>> START Material

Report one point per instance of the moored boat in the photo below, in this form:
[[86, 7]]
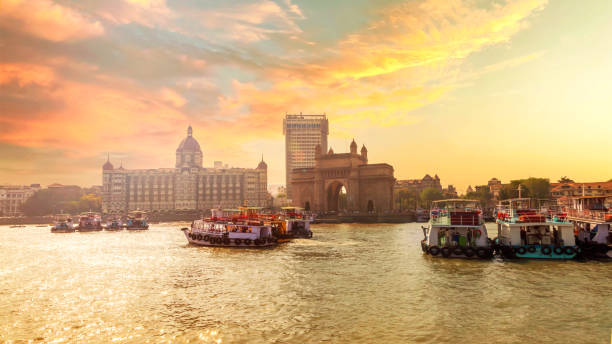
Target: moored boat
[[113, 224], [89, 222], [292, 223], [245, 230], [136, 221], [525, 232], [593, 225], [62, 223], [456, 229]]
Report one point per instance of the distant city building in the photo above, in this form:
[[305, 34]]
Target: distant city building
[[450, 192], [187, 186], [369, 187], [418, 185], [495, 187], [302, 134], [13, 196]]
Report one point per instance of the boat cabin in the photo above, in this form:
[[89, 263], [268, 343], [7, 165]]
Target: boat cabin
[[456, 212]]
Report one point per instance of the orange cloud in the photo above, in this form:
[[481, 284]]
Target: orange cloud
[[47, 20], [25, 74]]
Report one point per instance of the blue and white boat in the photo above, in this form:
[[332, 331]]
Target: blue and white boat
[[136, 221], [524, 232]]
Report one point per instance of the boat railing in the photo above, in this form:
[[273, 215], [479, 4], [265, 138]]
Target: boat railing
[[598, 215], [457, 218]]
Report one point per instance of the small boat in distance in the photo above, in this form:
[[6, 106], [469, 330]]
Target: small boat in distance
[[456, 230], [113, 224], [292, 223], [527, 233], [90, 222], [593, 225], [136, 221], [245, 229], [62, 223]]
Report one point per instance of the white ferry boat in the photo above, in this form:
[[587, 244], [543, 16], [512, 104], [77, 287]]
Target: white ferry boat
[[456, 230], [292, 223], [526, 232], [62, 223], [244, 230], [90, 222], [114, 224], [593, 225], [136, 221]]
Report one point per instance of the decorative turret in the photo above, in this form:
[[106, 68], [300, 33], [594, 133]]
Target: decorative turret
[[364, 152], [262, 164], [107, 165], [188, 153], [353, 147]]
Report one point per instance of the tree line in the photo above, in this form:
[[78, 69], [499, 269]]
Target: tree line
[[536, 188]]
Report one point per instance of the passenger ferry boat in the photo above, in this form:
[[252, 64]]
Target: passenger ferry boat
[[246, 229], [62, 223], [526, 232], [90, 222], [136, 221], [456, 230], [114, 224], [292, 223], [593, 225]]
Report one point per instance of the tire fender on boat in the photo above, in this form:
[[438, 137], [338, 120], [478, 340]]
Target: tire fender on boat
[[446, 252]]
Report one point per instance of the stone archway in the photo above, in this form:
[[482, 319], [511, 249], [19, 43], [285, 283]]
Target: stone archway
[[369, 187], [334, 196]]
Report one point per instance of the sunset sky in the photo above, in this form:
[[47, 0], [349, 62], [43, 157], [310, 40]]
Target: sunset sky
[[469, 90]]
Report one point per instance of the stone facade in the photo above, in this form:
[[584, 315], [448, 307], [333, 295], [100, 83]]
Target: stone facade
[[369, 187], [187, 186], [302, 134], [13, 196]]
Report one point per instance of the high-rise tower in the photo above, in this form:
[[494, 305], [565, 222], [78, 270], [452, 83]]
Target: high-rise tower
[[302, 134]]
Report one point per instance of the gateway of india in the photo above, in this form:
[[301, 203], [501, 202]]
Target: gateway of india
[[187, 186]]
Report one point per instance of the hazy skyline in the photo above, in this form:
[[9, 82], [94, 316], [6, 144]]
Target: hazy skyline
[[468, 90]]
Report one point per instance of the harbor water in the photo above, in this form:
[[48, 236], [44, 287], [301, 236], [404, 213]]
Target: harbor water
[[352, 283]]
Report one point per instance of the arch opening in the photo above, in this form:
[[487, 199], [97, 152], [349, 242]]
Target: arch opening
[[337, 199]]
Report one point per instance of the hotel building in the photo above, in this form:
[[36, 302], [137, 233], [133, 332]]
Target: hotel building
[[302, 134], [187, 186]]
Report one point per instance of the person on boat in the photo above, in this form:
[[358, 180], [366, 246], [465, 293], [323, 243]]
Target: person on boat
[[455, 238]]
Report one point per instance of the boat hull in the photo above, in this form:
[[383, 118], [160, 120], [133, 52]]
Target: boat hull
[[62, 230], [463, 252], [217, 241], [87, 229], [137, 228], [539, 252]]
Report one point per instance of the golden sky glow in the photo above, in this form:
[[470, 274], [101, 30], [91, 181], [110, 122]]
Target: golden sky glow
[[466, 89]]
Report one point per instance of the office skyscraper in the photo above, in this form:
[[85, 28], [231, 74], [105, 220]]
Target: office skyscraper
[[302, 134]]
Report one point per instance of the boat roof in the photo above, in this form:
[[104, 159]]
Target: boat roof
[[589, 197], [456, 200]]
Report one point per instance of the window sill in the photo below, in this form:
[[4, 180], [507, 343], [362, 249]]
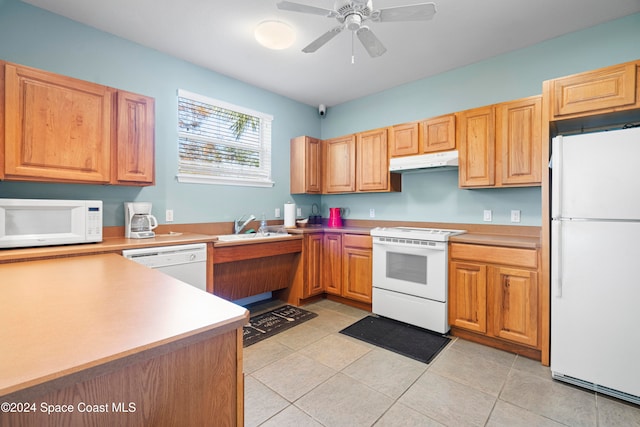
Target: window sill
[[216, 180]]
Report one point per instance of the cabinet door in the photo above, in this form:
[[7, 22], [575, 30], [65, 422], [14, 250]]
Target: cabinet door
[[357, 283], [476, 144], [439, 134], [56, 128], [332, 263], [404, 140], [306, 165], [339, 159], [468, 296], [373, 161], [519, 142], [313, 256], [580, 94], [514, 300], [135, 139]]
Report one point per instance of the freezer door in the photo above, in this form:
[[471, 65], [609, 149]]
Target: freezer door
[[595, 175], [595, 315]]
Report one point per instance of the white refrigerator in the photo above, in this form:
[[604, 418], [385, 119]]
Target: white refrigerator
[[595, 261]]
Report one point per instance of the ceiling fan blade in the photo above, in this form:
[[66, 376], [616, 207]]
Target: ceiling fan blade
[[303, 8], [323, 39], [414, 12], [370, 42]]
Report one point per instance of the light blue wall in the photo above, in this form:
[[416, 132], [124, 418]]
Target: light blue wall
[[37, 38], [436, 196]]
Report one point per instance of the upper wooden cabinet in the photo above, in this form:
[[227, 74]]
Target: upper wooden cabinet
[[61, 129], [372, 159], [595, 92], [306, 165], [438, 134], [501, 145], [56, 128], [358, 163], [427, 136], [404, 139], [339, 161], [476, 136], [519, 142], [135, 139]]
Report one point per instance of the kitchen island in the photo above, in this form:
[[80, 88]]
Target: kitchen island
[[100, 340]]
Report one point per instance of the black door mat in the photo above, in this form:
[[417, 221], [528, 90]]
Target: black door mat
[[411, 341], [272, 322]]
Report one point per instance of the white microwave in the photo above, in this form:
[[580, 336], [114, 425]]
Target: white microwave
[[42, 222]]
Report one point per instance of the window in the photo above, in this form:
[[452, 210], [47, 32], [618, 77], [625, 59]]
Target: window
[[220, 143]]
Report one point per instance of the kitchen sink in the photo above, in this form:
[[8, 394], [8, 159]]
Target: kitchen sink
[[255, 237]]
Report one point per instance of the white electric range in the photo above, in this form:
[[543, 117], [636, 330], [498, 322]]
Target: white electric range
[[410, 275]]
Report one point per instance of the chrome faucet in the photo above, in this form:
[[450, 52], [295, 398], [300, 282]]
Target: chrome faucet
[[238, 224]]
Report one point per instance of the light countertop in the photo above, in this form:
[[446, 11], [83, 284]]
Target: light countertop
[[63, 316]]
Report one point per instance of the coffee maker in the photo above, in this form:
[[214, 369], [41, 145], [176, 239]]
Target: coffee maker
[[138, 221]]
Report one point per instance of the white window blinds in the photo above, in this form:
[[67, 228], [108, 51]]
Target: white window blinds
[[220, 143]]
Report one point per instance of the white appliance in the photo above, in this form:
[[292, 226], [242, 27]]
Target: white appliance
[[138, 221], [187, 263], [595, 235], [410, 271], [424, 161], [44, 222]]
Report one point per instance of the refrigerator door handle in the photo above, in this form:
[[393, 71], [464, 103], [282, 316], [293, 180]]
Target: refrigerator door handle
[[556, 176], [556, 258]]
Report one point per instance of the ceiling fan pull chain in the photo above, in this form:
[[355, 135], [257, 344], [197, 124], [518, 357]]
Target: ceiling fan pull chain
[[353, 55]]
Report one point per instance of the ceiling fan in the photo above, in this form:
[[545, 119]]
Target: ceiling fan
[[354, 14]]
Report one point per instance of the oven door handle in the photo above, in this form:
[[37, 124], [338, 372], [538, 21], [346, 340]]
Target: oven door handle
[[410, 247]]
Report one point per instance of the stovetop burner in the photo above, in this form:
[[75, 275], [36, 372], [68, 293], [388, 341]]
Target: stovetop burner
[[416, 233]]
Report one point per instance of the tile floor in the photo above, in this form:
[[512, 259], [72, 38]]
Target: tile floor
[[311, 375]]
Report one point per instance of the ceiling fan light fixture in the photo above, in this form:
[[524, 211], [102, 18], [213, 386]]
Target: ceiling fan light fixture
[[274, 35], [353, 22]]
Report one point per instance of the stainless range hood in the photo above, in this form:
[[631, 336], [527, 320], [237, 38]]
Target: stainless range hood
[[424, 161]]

>> END Material
>> START Material

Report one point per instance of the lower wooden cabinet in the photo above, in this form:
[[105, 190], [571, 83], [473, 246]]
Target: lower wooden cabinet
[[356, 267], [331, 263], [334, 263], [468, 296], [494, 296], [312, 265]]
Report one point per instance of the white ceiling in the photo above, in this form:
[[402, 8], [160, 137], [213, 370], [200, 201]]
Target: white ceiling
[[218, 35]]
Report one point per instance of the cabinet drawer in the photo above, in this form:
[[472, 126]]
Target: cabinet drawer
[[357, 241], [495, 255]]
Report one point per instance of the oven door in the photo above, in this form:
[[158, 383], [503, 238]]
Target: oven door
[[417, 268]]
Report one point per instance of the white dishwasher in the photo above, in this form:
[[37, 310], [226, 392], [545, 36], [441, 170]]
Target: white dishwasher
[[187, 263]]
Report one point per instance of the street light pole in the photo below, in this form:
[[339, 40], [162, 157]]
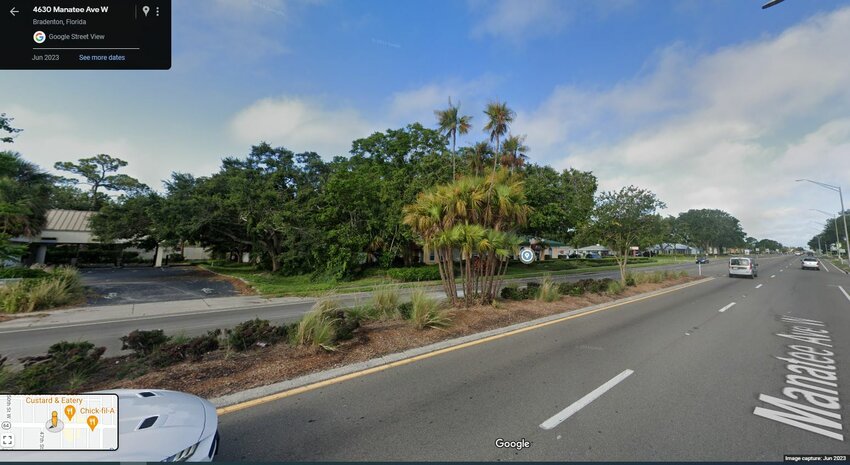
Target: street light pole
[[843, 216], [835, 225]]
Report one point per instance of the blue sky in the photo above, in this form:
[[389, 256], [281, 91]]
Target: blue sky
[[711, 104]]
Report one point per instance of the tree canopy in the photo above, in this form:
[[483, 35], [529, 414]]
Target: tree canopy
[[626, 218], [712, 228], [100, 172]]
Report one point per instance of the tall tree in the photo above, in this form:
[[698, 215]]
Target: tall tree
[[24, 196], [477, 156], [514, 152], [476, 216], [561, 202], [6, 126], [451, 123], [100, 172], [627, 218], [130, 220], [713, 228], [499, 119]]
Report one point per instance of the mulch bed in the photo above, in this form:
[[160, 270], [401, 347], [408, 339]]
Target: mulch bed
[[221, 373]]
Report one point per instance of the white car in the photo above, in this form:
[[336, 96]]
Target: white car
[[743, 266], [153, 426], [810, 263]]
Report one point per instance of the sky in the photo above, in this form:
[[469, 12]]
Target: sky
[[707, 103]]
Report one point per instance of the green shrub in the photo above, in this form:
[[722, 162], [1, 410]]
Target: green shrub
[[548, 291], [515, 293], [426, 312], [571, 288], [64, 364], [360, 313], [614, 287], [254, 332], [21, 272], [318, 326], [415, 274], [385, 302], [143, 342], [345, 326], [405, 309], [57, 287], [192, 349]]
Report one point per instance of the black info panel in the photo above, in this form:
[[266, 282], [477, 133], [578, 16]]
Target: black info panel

>> END Material
>> START Material

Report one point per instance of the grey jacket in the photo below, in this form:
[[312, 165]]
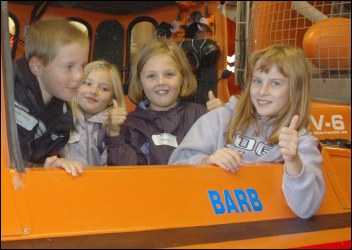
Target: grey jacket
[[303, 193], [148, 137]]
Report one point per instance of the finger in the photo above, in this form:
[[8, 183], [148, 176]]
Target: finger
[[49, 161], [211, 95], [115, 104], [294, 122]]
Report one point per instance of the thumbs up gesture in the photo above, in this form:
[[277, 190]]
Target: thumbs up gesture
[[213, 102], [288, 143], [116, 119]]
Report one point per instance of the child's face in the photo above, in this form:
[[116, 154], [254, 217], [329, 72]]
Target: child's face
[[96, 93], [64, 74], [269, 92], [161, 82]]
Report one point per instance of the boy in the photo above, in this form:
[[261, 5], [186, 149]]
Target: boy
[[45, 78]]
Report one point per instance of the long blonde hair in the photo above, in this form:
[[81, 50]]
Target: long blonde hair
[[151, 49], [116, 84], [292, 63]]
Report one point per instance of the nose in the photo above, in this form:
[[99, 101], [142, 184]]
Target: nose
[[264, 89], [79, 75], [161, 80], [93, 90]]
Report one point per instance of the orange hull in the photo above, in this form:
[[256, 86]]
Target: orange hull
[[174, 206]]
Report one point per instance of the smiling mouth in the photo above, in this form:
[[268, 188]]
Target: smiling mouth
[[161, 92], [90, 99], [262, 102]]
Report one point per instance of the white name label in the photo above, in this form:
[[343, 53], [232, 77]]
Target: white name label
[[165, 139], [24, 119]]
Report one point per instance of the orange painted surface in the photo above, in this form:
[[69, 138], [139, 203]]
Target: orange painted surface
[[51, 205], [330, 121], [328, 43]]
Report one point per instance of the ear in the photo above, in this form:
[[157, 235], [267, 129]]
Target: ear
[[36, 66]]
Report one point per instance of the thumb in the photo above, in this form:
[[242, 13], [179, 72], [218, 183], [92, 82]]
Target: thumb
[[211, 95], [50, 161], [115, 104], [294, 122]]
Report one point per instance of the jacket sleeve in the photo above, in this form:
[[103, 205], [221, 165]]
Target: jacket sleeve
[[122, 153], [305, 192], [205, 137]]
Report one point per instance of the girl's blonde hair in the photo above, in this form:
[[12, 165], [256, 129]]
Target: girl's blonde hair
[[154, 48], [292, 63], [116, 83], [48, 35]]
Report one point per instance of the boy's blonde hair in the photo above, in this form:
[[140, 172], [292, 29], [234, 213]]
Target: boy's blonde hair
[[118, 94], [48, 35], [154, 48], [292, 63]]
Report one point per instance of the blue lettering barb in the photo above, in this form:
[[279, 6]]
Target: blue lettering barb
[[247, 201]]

>> END Material

Work to do
Please identify each line in the items above that contains the string "railing" and copy those lines out. Treat uppercase and lowercase letters as different.

Worked solution
Report one point per instance of the boat railing in the photo above, in this form:
Target: boat railing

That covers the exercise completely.